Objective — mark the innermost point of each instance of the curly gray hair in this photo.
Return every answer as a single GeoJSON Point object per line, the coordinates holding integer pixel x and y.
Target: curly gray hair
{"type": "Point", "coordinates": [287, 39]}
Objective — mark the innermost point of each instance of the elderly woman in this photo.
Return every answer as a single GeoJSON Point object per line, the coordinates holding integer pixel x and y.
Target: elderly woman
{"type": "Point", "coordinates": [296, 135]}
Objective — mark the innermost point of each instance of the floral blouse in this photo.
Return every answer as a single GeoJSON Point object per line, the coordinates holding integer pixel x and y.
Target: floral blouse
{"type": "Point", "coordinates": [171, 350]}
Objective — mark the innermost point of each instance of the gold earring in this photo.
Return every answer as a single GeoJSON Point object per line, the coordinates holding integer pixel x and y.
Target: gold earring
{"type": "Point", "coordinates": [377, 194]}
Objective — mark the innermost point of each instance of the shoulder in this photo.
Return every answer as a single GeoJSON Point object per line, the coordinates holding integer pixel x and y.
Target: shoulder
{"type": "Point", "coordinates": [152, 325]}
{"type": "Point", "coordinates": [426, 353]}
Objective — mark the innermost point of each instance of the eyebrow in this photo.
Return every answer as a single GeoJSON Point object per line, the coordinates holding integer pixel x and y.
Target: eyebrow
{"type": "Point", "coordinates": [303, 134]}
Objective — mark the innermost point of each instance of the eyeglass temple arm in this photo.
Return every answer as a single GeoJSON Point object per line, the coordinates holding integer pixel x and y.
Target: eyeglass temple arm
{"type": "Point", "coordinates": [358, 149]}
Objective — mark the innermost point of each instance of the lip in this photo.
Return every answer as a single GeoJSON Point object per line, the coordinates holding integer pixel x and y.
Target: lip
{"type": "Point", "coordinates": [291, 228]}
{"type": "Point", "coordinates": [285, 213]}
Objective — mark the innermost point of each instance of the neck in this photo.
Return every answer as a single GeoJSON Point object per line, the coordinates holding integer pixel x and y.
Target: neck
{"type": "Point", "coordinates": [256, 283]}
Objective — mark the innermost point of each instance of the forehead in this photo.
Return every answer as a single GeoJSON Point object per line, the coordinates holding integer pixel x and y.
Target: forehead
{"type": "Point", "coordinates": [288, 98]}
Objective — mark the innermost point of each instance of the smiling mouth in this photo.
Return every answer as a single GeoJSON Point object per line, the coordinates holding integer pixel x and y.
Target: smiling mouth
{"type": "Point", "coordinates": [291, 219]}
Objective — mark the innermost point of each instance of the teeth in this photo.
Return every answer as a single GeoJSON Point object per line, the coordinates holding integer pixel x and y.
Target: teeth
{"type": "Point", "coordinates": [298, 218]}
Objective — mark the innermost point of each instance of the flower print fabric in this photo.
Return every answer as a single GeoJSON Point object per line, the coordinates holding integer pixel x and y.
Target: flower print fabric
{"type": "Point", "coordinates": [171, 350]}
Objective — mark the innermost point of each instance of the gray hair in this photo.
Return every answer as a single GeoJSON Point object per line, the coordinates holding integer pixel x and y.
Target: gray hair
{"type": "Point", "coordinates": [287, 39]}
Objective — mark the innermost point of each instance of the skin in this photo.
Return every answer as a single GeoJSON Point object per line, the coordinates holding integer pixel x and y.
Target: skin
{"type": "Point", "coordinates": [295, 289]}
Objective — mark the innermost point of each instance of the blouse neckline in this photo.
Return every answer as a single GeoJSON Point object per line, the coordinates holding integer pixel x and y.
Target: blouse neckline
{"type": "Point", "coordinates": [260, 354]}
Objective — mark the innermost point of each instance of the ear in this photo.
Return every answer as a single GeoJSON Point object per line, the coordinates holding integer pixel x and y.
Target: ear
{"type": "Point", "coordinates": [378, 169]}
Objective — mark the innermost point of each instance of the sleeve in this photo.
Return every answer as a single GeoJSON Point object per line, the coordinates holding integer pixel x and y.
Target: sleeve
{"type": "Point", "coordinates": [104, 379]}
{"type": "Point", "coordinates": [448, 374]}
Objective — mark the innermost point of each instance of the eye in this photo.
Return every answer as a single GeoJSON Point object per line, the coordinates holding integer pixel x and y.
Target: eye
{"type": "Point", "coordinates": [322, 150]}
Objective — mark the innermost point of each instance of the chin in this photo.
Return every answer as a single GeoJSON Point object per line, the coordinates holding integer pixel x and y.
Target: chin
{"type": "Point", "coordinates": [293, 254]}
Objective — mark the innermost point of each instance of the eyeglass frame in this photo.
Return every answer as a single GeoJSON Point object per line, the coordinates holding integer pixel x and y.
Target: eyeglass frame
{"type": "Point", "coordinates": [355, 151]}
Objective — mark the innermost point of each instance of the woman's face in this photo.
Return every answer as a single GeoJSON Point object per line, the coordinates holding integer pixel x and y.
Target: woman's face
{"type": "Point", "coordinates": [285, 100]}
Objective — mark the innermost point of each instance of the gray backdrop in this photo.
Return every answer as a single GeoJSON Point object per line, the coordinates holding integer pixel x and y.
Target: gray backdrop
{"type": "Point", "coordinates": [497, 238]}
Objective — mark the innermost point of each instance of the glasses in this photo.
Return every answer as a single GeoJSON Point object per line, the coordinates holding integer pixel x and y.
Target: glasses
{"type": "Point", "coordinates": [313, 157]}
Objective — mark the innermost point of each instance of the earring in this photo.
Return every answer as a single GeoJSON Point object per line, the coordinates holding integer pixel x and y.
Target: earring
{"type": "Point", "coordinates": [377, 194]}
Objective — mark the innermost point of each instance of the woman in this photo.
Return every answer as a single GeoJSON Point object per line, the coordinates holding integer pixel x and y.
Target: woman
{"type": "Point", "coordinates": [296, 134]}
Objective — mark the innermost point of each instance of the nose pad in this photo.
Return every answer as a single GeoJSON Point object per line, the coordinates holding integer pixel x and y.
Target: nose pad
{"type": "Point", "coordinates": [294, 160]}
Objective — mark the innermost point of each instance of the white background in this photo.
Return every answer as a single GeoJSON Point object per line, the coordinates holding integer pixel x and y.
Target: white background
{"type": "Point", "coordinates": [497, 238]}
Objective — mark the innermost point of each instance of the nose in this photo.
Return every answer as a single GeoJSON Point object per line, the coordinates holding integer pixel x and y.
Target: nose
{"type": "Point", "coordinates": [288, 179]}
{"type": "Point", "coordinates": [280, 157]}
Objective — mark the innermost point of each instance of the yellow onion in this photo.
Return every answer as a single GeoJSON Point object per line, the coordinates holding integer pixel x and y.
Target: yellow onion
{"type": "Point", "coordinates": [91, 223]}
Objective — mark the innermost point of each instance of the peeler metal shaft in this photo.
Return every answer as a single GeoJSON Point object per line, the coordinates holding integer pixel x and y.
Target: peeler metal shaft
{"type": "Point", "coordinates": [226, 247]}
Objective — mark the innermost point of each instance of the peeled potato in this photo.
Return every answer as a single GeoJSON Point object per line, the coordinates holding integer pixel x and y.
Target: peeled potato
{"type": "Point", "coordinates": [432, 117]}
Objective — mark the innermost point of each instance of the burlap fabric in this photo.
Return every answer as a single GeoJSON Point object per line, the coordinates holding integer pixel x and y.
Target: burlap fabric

* [INSTRUCTION]: Repeat the records exactly, including every line.

* [TASK ANSWER]:
Objective — mark the innermost point of each instance of the curly gray hair in this photo.
Return every answer as a single GeoJSON Point object per line, the coordinates holding integer pixel x and y.
Target: curly gray hair
{"type": "Point", "coordinates": [287, 39]}
Objective — mark the innermost point of each instance of the elderly woman in this photo.
Return every answer as a single GeoJSON Point object per line, the coordinates holding integer pixel x and y.
Target: elderly woman
{"type": "Point", "coordinates": [296, 135]}
Objective — mark the innermost point of each instance of the floral blouse in this photo.
Return every answer as a single GeoJSON Point object per line, the coordinates holding integer pixel x and y.
Target: floral blouse
{"type": "Point", "coordinates": [171, 350]}
Objective — mark the innermost point of each instance of the gold earring in this photo.
Return every answer as a single GeoJSON Point object per line, the coordinates holding integer pixel x and y.
Target: gold earring
{"type": "Point", "coordinates": [377, 194]}
Objective — mark the innermost point of each instance of the shoulder in this photo.
Return every answer as a single GeoJSON Point object per line, the coordinates holding integer pixel x and y.
Target: shoulder
{"type": "Point", "coordinates": [152, 325]}
{"type": "Point", "coordinates": [426, 353]}
Objective — mark the innermost point of each instance of the eyebrow in this photo.
Return every answer as a single GeoJSON Point object per line, the coordinates holding integer pixel x and y.
Target: eyebrow
{"type": "Point", "coordinates": [303, 134]}
Objective — mark the innermost point of each instance of the eyeglass temple arm in this photo.
Return every answer as a single GeoJSON Point object per line, the coordinates holding integer pixel x and y.
Target: eyeglass temple arm
{"type": "Point", "coordinates": [358, 149]}
Objective — mark the innermost point of each instance of the lip in this photo.
Return every answer as a single GeoJSON Point object per line, the coordinates holding integer pixel x and y.
Target: lip
{"type": "Point", "coordinates": [291, 228]}
{"type": "Point", "coordinates": [285, 213]}
Objective — mark the innermost point of each instance of the neck in this photo.
Return every answer as a single GeoJSON Point object per line, the coordinates holding integer pixel x and y.
Target: neck
{"type": "Point", "coordinates": [256, 283]}
Objective — mark the innermost point of each instance of the forehead in this photo.
Return every answer as a single GeoJSON Point object per line, the coordinates holding integer pixel x and y.
Target: forehead
{"type": "Point", "coordinates": [288, 98]}
Objective — mark the innermost point of each instance of the smiling mouth in this photo.
Return every answer as a single GeoJSON Point object per line, the coordinates holding integer pixel x and y.
Target: smiling mouth
{"type": "Point", "coordinates": [291, 219]}
Objective — mark the innermost point of each instance of the teeth in this photo.
Return every answer as a single GeoJSON Point object per line, the coordinates holding integer pixel x and y.
Target: teeth
{"type": "Point", "coordinates": [298, 218]}
Objective — mark the innermost point of each instance of the flower print fabric in this photo.
Return every answer as a single GeoJSON Point object per line, the coordinates holding integer pixel x and y.
Target: flower print fabric
{"type": "Point", "coordinates": [171, 350]}
Objective — mark the innermost point of each instance of the gray hair in this photo.
Return every answer as a single GeoJSON Point object per line, the coordinates holding integer pixel x and y.
Target: gray hair
{"type": "Point", "coordinates": [287, 39]}
Objective — mark the innermost point of each instance of the skin in this photo.
Return every answer as a single GeoJSON Point object per line, the coordinates holding integer pixel x and y.
Target: skin
{"type": "Point", "coordinates": [295, 289]}
Objective — mark the innermost point of each instance of the blouse neckline in this photo.
Return every answer as a single GeoJSON Point object per line, the coordinates holding integer pixel x and y.
Target: blouse neckline
{"type": "Point", "coordinates": [260, 354]}
Objective — mark the innermost point of each instance of the ear in this photo.
Return every answer as a single GeoJSON Point object per line, the coordinates holding integer pixel x and y.
Target: ear
{"type": "Point", "coordinates": [378, 169]}
Objective — mark the innermost point of each instance of the sleeve in this photo.
Return every answer as a single GeoJSON Point object per line, the coordinates holding integer pixel x and y.
Target: sleeve
{"type": "Point", "coordinates": [104, 379]}
{"type": "Point", "coordinates": [448, 374]}
Objective — mark the innermost point of each instance of the eye in this photo.
Return every answer as a single GeoJSON Point object per line, the coordinates holding integer pixel x and y.
Target: eye
{"type": "Point", "coordinates": [322, 150]}
Objective — mark the innermost point of each instance of the chin in this photo.
Return every answer as a single GeoJSON Point object per line, the coordinates holding integer pixel x and y.
Target: chin
{"type": "Point", "coordinates": [293, 254]}
Objective — mark the innermost point of each instance of the eyeglass frame in this photo.
Return every answer as a single GeoJSON Point object per line, the coordinates holding integer pixel x and y.
Target: eyeglass frame
{"type": "Point", "coordinates": [355, 151]}
Objective — mark the innermost point of each instance of the woman's face in this photo.
Return every answer as a single GeoJSON Point object per line, the coordinates holding integer pixel x and y.
Target: woman's face
{"type": "Point", "coordinates": [285, 100]}
Objective — mark the innermost point of each instance of the gray backdrop in this photo.
Return every answer as a single GeoJSON Point object per line, the coordinates holding integer pixel x and y.
Target: gray backdrop
{"type": "Point", "coordinates": [497, 238]}
Objective — mark the innermost point of each instance of the glasses in this photo.
Return every answer as a single GeoJSON Point object per line, the coordinates holding integer pixel x and y.
Target: glasses
{"type": "Point", "coordinates": [313, 157]}
Objective — mark the innermost point of each instance of the earring in this photo.
Return every answer as a single GeoJSON Point object per line, the coordinates holding integer pixel x and y.
Target: earring
{"type": "Point", "coordinates": [377, 194]}
Objective — mark the innermost point of each instance of the woman in this photo.
Return every answer as a single GeoJSON Point object per line, the coordinates holding integer pixel x and y.
Target: woman
{"type": "Point", "coordinates": [296, 134]}
Objective — mark the innermost point of each instance of the nose pad in this photo.
Return every answer as a single GeoJSON Point object per line, the coordinates holding integer pixel x and y.
Target: nose pad
{"type": "Point", "coordinates": [294, 160]}
Objective — mark the innermost point of each instance of the white background in this photo.
Return every answer as a single GeoJSON Point object per line, the coordinates holding integer pixel x and y.
Target: white background
{"type": "Point", "coordinates": [497, 238]}
Objective — mark the innermost point of each instance of the nose in this photo.
Return every answer as a single GeoJSON Point object per line, the coordinates holding integer pixel x and y.
Target: nose
{"type": "Point", "coordinates": [288, 179]}
{"type": "Point", "coordinates": [280, 157]}
Objective — mark the innermost point of each instance of the yellow onion in this photo.
Return every answer as a single GeoJSON Point object per line, the coordinates holding integer pixel x and y.
Target: yellow onion
{"type": "Point", "coordinates": [91, 223]}
Objective — mark the innermost point of each instance of the peeler metal shaft in this photo.
Return every answer as a single GeoJSON Point object per line, the coordinates holding integer pixel x and y.
Target: peeler metal shaft
{"type": "Point", "coordinates": [226, 247]}
Objective — mark the innermost point of each instance of the peeled potato in this photo.
Return every answer as a single GeoJSON Point object per line, the coordinates holding integer pixel x and y.
Target: peeled potato
{"type": "Point", "coordinates": [432, 117]}
Objective — mark the innermost point of each instance of the burlap fabric in this photo.
Return every answer as a single GeoJSON Point object per line, the coordinates holding integer pixel x and y.
Target: burlap fabric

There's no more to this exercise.